Publication information
- Publisher: DC Comics
- First appearance: Batman: Shadow of the Bat #1 (June, 1992)
- Created by: Alan Grant Norm Breyfogle

In-story information
- Species: Human
- Place of origin: Gotham City
- Notable aliases: Black Mask

= Jeremiah Arkham =

DC Comics supervillain

Jeremiah Arkham is a supervillain and the head of the Arkham Asylum in DC Comics, created by Alan Grant. Arkham was created in 1992, and slowly "lost his mind" during his time in the Arkham Asylum, the fictional psychiatric hospital for the criminally insane, subsequently becoming the second Black Mask. Though described as a sadist, Arkham seems to believe his intentions are for the benefit of his patients.

==Publication history ==
Jeremiah Arkham was created by Alan Grant and Norm Breyfogle and first appeared in Batman: Shadow of the Bat #1 in 1992. In the issue, Arkham is shown to believe he can convince Batman to willingly reveal his identity to him. Over time, Arkham went from being depicted as a compassionate doctor who believed he could cure any patient to an "obsessed manic wreck".

==Fictional character biography==
Shadow of the Bat is the first appearance of Jeremiah. In the story, a contractor releases Victor Zsasz, enabling Zsasz's murder spree shortly after. When Batman discovers the bodies, he recognizes Zsasz's killing pattern, although it was known that Zsasz was in Arkham Asylum. Eventually, Batman finds the contractor who let Zsasz escape and captures him. When Jeremiah discovers Batman had not only feigned insanity but also stopped Zsasz's 'exposure therapy', he is enraged and releases patients on Batman, most notably Amygdala (who Jeremiah was manipulating) and Riddler.

================================

#### [Exercise]
Reproduce the passage of the Jeremiah Arkham text from "Jeremiah Arkham is" up to and including "of his patients.".

(Data extracted from a collection)

================================

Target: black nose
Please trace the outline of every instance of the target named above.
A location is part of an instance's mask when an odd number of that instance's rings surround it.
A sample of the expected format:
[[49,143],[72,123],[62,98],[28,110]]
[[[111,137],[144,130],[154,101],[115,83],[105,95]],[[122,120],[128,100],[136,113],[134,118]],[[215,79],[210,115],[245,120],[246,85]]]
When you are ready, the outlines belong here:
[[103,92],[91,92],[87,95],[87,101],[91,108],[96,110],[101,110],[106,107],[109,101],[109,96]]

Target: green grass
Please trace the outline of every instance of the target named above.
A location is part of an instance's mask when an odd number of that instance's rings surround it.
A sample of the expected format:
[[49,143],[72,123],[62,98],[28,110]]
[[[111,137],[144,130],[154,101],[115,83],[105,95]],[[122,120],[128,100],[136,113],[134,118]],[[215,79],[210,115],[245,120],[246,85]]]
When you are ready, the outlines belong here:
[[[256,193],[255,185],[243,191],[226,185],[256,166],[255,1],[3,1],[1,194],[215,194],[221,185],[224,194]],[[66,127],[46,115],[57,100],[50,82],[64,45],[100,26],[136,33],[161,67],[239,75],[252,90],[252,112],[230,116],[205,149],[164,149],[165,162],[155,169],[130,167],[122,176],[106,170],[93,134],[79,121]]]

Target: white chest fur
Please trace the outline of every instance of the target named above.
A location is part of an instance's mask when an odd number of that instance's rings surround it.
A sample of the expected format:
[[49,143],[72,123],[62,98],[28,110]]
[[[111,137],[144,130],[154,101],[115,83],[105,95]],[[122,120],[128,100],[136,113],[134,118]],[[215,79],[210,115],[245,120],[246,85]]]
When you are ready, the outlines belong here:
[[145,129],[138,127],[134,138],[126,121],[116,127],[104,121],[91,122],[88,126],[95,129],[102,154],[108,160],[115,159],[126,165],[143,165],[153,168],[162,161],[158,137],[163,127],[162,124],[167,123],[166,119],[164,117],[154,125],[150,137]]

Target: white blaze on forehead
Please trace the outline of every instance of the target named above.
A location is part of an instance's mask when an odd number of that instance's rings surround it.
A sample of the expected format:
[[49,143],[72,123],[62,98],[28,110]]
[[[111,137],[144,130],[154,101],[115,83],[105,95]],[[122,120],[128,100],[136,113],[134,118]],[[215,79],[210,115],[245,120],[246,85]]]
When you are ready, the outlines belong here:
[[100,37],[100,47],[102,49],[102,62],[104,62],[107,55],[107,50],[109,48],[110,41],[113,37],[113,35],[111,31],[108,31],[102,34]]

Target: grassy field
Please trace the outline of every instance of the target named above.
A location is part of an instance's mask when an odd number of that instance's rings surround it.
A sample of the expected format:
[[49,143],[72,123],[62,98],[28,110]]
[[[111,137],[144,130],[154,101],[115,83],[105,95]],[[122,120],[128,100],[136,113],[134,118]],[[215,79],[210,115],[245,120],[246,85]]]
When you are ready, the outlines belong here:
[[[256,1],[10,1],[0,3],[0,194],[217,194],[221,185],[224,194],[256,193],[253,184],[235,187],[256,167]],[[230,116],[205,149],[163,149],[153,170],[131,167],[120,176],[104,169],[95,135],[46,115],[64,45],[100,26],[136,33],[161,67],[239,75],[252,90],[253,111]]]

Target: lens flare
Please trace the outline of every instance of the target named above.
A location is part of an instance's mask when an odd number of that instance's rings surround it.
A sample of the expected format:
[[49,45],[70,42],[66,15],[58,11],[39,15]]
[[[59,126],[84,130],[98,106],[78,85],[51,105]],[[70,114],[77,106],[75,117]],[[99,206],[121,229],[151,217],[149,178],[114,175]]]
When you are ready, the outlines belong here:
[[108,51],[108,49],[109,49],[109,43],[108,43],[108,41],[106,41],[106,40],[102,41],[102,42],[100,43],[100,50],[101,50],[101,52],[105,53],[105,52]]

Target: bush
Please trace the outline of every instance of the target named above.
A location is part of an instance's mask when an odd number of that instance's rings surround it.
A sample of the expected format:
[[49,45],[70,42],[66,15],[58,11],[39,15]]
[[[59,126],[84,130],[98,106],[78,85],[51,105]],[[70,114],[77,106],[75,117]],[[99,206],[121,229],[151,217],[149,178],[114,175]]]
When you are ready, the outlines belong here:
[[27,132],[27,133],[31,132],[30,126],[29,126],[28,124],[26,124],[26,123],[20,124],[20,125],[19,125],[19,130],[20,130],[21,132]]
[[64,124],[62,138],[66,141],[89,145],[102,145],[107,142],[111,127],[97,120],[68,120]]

================================

#### [Answer to this task]
Jeremiah Arkham is a supervillain and the head of the Arkham Asylum in DC Comics, created by Alan Grant. Arkham was created in 1992, and slowly "lost his mind" during his time in the Arkham Asylum, the fictional psychiatric hospital for the criminally insane, subsequently becoming the second Black Mask. Though described as a sadist, Arkham seems to believe his intentions are for the benefit of his patients.